_WRITTEN EXERCISE 1:_ In the comment about Bill Lee below, which of his managers did Lee like?

_TEXT PROVIDED:_
______________________________

I love Bill Lee -- one of my favorite ever Red Sox players, I have read his books, seen him in person a few times, had dinner with him (in a small group).  He is a riot.  Had I been 25 in 1975, I would have spent my nights at the Elliot Lounge drinking with the guy.  But if I am the manager, he would make my life a living hell.  He didn't like any of his managers, except Dick Williams (in Montreal), who did not much like Lee.  Because Lee spent all of his free time in the Elliott Lounge, if you were lucky.
 
Zimmer made a lot of mistakes in 1978.  He played his guys into the ground.  He had no bench at all, but whatever, he should have played Jack Brohamer or Tom Poquette more.  I agree with that.
 
Wait, but this is all his fault because he got rid of Bernie Carbo?  The guy who later said he was sniffing blow every day his entire time in Boston?  That guy?  That is the guy we wanted to count on?

______________________________

_WRITTEN EXERCISE 2:_ From the entries below, return the part that opens with the line containing "Teacher note: indicate the horse's head" and closes with the line containing "point(363, 272)", with both of those lines included.

Object location annotation data:
______________________________

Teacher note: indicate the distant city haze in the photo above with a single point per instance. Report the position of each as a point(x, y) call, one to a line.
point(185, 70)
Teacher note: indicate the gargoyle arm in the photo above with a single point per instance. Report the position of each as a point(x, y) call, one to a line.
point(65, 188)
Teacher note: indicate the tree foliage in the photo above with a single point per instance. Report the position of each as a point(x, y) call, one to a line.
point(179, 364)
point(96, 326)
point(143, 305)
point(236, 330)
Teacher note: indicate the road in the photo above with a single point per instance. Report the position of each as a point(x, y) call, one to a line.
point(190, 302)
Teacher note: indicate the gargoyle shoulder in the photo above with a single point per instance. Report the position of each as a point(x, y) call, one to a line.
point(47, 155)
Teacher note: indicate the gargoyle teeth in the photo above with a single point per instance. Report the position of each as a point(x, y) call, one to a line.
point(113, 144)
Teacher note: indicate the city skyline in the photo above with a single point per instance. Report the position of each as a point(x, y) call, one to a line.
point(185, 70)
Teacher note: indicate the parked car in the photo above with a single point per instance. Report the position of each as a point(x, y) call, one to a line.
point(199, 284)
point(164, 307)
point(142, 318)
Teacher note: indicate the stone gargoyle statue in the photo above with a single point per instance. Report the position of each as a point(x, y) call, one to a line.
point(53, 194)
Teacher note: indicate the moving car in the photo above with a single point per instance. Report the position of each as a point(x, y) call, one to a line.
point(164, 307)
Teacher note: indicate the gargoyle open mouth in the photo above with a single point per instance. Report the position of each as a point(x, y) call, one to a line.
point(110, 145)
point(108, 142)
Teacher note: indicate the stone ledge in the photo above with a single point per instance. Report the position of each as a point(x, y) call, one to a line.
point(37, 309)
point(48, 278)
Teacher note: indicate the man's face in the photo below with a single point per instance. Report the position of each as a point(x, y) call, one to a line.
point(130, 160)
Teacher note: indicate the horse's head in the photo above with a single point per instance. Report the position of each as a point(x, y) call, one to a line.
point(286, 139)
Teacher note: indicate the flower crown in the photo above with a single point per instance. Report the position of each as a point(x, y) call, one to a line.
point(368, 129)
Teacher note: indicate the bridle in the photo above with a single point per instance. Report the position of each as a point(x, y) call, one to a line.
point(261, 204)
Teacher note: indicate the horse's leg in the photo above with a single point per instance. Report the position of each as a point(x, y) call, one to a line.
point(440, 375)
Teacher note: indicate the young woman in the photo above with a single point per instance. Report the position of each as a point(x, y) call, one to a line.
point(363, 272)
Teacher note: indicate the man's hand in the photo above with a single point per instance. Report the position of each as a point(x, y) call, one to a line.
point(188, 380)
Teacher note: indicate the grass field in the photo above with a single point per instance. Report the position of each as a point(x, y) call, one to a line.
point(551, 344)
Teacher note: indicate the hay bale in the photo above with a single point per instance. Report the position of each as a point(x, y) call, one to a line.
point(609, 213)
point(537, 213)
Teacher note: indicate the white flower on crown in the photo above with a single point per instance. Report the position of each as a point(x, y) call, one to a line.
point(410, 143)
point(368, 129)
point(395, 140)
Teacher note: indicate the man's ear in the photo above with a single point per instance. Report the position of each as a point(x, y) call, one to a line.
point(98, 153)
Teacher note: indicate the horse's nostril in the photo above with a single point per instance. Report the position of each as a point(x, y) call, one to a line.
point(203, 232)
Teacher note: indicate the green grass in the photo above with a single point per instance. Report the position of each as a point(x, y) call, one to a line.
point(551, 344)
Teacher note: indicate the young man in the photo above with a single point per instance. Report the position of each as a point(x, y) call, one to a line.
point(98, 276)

______________________________

_FULL RESPONSE 1:_ Dick Williams, in Montreal.

_FULL RESPONSE 2:_
Teacher note: indicate the horse's head in the photo above with a single point per instance. Report the position of each as a point(x, y) call, one to a line.
point(286, 139)
Teacher note: indicate the flower crown in the photo above with a single point per instance. Report the position of each as a point(x, y) call, one to a line.
point(368, 129)
Teacher note: indicate the bridle in the photo above with a single point per instance. Report the position of each as a point(x, y) call, one to a line.
point(261, 204)
Teacher note: indicate the horse's leg in the photo above with a single point per instance. Report the position of each as a point(x, y) call, one to a line.
point(440, 375)
Teacher note: indicate the young woman in the photo above with a single point per instance. Report the position of each as a point(x, y) call, one to a line.
point(363, 272)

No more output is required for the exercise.